PASSAGE
## BEGIN

Although neither the Supreme Court nor the Second Circuit has directly addressed the issue, some courts have found the Rooker-Feldman doctrine inapplicable unless all state proceedings-including appeals-have ended before the federal action commences. See Nicholson v. Shafe, 558 F.3d 1266, 1275-76 (11th Cir.2009) ([B]ecause an appeal remained pending in the state court action at the time the Appellants filed the instant [federal] case, the state court proceedings had not ended for purposes of Rooker-Feldman ....”); Guttman v. G.T.S. Khalsa, 446 F.3d 1027, 1032 (10th Cir.2006) (“In this case, [plaintiff] filed his federal suit while his petition for certiorari to the New Mexico Supreme Court was pending. His state suit was not final. As such, the Rooker-Feldman doctrine does not bar his federal suit....”); Dornheim v. Sholes, 430 F.3d 919, 923-24 (8th Cir.2005) (“At the time that the [plaintiffs] commenced this federal action, the state court adjudication was not complete” because state appellate proceedings took place after filing of federal action); Federación de Maestros de P.R. v. Junta de Relaciones del Trabajo de P.R., 410 F.3d 17, 27 & n. 13 (1st Cir.2005); see also Council v. Better Homes Depot, Inc., 04 CV 5620(NGG)(KAM), 2006 WL 2376381, at *8, 2006 U.S. Dist. LEXIS 57851, at *25 (E.D.N.Y. Aug. 16, 2006) (“Therefore, the state court proceeding ends for Rooker-Feldman purposes after a plaintiff allows the time for appeal to lapse without filing an appeal in state court.”); Phillips ex rel. Green v. City of N.Y., 453 F.Supp.2d 690, 714 (S.D.N.Y.2006).

## END

(Dataset excerpt)
## BEGIN

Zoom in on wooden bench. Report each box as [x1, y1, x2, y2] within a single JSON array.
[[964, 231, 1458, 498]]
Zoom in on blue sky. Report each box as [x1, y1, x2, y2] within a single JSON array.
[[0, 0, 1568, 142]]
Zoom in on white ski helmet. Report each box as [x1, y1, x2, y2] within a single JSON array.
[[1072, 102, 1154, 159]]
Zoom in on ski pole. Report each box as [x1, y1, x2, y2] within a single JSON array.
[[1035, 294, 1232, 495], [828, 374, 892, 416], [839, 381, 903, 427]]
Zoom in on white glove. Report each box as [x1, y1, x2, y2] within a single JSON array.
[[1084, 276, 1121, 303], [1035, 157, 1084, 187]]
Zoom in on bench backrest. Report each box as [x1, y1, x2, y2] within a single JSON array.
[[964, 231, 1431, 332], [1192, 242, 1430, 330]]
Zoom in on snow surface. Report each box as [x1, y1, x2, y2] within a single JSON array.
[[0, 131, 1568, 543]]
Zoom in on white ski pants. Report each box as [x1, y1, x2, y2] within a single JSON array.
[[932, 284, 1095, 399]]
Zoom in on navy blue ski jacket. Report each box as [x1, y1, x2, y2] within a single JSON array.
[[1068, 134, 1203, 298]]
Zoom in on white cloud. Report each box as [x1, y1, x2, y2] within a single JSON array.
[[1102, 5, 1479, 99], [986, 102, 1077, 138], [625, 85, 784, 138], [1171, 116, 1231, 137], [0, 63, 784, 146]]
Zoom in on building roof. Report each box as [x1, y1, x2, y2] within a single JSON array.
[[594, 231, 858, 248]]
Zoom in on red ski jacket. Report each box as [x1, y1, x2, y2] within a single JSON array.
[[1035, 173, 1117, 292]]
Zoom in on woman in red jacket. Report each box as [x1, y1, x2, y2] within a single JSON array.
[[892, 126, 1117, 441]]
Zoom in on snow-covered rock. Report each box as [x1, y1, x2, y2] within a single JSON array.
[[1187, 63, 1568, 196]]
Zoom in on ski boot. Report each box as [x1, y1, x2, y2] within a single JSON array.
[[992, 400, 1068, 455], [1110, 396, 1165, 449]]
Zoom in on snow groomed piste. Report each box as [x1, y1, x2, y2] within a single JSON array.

## END

AIM
Continue the passage on the Rooker-Feldman doctrine and the end of state proceedings from where it stops. The listing was drawn from a separate source.

THE ANSWER
Generally speaking, these decisions have focused on language in the Supreme Court's decision in Exxon Mobil Corp. v. Saudi Basic Industries Corp., 544 U.S. 280, 125 S.Ct. 1517, 161 L.Ed.2d 454 (2005), stating that Rooker-Feldman applies only when ‘the losing party in state court filed suit in federal court after the state proceedings ended ....’ See, e.g., Federación, 410 F.3d at 24 (quoting Exxon Mobil, 544 U.S. at 291, 125 S.Ct. 1517) (emphasis added); see also Nicholson, 558 F.3d at 1275-76. Under the reasoning of these cases, “state proceedings” have not “ended” if appeals are still pending, and, therefore, if, as here, a plaintiff files a federal suit while state court appeals are still pending, the Rooker-Feldman doctrine does not bar the federal suit.

Other courts, however, have disagreed. These courts have applied Rooker-Feldman as long as the federal action seeks review of a previous state court judgment, regardless of whether that judgment is being appealed in the state courts when the federal case begins. See, e.g., Schuh v. Druckman & Sinel, L.L.P., No. 07 Civ. 366(LAK)(GWG), 2008 WL 542504, at *5, ...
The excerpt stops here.